## Action item
Each line of the data below containing "peak" needs to be listed.

## Supplied information
+ + + + +

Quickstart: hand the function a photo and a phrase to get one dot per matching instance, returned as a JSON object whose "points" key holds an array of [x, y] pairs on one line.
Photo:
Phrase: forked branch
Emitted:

+ + + + +

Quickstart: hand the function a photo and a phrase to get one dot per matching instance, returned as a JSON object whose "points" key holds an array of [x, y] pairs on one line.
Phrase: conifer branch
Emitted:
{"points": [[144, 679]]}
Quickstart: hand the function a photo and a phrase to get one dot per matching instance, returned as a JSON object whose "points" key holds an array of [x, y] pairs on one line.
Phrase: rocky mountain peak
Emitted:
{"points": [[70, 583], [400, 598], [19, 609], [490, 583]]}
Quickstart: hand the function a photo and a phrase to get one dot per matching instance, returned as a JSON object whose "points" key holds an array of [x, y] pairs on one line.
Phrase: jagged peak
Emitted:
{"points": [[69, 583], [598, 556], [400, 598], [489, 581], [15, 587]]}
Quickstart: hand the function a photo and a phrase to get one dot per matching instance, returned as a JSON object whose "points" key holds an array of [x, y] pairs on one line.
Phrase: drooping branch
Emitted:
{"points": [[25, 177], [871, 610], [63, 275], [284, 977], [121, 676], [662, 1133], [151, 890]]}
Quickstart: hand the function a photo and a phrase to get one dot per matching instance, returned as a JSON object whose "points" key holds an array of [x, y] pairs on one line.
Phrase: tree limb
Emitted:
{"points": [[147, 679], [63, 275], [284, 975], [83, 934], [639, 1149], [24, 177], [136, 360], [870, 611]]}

+ + + + +

## Solution to this exercise
Phrase: rocky mountain peak
Phrase: jagged peak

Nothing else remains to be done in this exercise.